Texto proporcionado:
┄┄┄┄┄┄┄┄┄┄

Le diría que es bueno saber que siente tanto la dureza de su corazón, y que se duele tanto por no dolerse como debiera. ¡Cuántas veces nos encontramos con personas en este estado, sintiéndolo porque no lo sienten más, doliéndose porque no se duelen más! Pero lo que encontramos en el fondo de todo esto es ocupación con el yo. Ahora bien, el Salvador nunca ha rechazado a un pecador porque sus sentimientos acerca del pecado no fuesen suficientemente intensos. Y tampoco un pecador ha sido recibido y salvado porque su corazón estuviera suficientemente ablandado y su dolor fuera sincero.

Si hay alguno agitado porque su corazón es tan duro, le diría, «la dureza de tu corazón es otra razón por la que debieras ir a Jesús en el acto. Él puede ablandarlo». Si tal persona protesta que su dolor por el pecado no es suficientemente intenso, le diría, «Mayor razón para que no pierdas el tiempo en acudir al Salvador. Confía en Él, piensa en Su amor hasta la muerte por ti en aquella cruz, y si esto no te hace doler por tus pecados, tampoco lo conseguirá ningún ensimismamiento en tu propia condición».

┄┄┄┄┄┄┄┄┄┄

Sección de datos:
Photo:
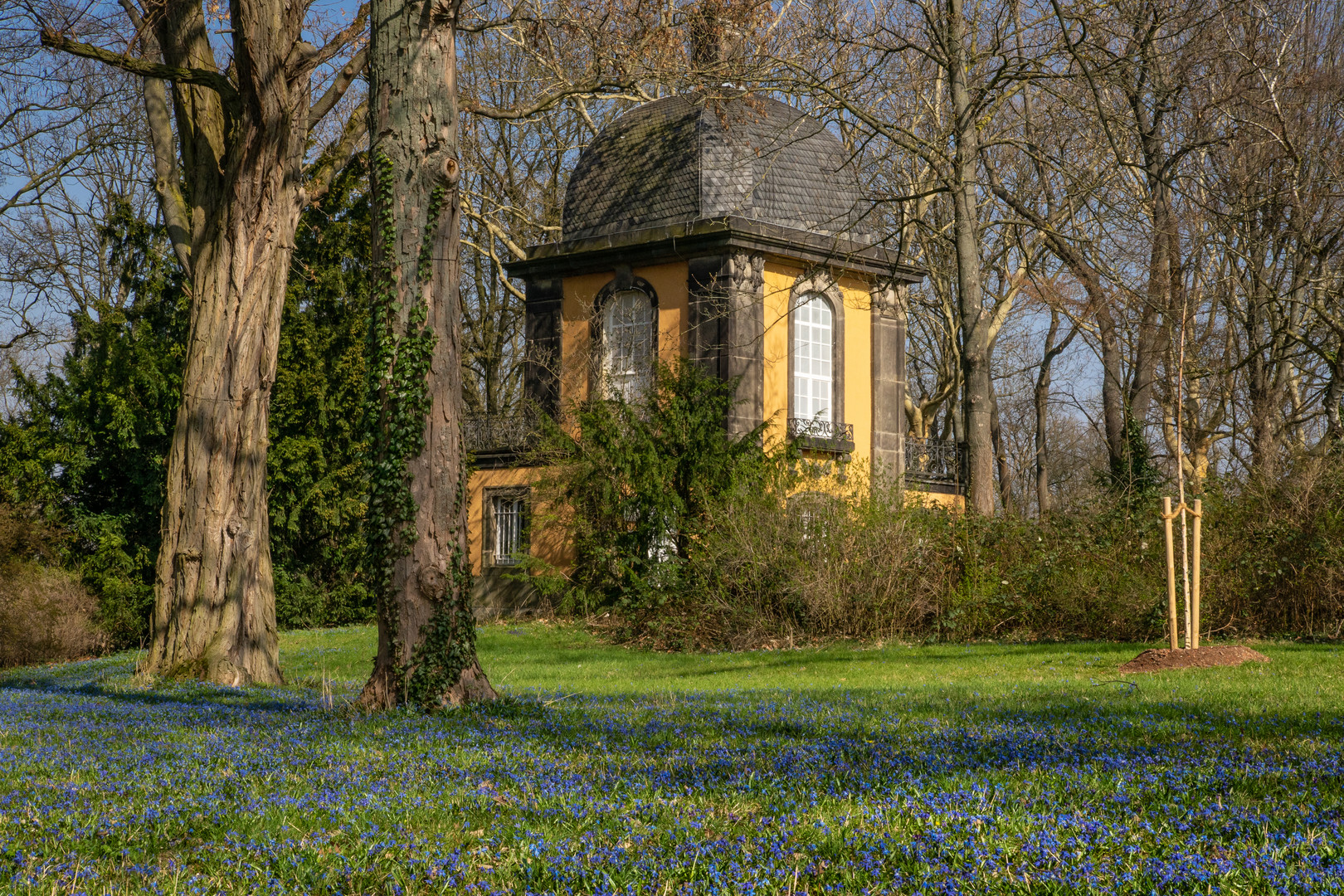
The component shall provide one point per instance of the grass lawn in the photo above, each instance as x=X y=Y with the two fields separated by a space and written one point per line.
x=932 y=768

┄┄┄┄┄┄┄┄┄┄

Por favor, devuelve sin cambios todo lo que va desde "Le diría que" hasta "dolor fuera sincero." en el texto sobre la dureza del corazón. El listado no tiene ningún papel en esto.

Le diría que es bueno saber que siente tanto la dureza de su corazón, y que se duele tanto por no dolerse como debiera. ¡Cuántas veces nos encontramos con personas en este estado, sintiéndolo porque no lo sienten más, doliéndose porque no se duelen más! Pero lo que encontramos en el fondo de todo esto es ocupación con el yo. Ahora bien, el Salvador nunca ha rechazado a un pecador porque sus sentimientos acerca del pecado no fuesen suficientemente intensos. Y tampoco un pecador ha sido recibido y salvado porque su corazón estuviera suficientemente ablandado y su dolor fuera sincero.